▸ **PROBLEM TO WORK ON**:
Write out the records below as a numbered list, skipping blank lines and leaving out the pictures.

▸ **DATA EXCERPTS**:

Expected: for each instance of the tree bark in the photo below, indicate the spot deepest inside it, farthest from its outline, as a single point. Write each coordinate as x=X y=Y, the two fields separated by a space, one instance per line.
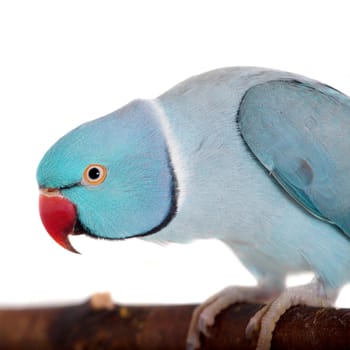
x=82 y=327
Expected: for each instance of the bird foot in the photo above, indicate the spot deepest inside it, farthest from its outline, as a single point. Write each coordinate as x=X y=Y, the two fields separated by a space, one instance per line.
x=204 y=315
x=264 y=321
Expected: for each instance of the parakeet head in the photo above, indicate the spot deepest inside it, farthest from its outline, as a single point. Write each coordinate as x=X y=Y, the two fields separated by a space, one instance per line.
x=109 y=178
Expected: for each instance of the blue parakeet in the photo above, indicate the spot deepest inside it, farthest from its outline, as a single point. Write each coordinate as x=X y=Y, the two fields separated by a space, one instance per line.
x=254 y=157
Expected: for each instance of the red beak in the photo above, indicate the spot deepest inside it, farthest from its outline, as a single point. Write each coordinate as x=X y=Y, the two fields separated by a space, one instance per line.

▸ **REPLY**:
1. Expected: for each instance of the tree bark in the photo below, indicate the spot deepest inside it, farthest from its outline, as a single point. Write each coordinate as x=X y=Y, the two fields separated by a space, one instance per line.
2. x=82 y=327
3. Expected: for each instance of the bird foot in the photo above, indicate the spot deepest inside it, farthest from its outline, as a single point. Write each coordinate as x=X y=Y, the two fields separated by a space, one instance per line.
4. x=204 y=315
5. x=264 y=321
6. Expected: for each instance of the parakeet head in the photo above, indicate the spot deepest inside it, farthest from its outline, as a single point. Write each coordinate as x=X y=Y, the two fields separated by a space, one instance per line.
7. x=109 y=178
8. Expected: for each instance of the blue parakeet in the photo above, indicate the spot deepest inside it, farthest from its outline, as a single point. Write each coordinate as x=X y=Y, the two fields separated by a space, one instance per line.
9. x=254 y=157
10. Expected: for each instance of the red beak in the photo above, indicate the spot deepest inside it, farthest from its outline, as a single point. Write each coordinate as x=X y=Y, the two fields separated by a space, one instance per line.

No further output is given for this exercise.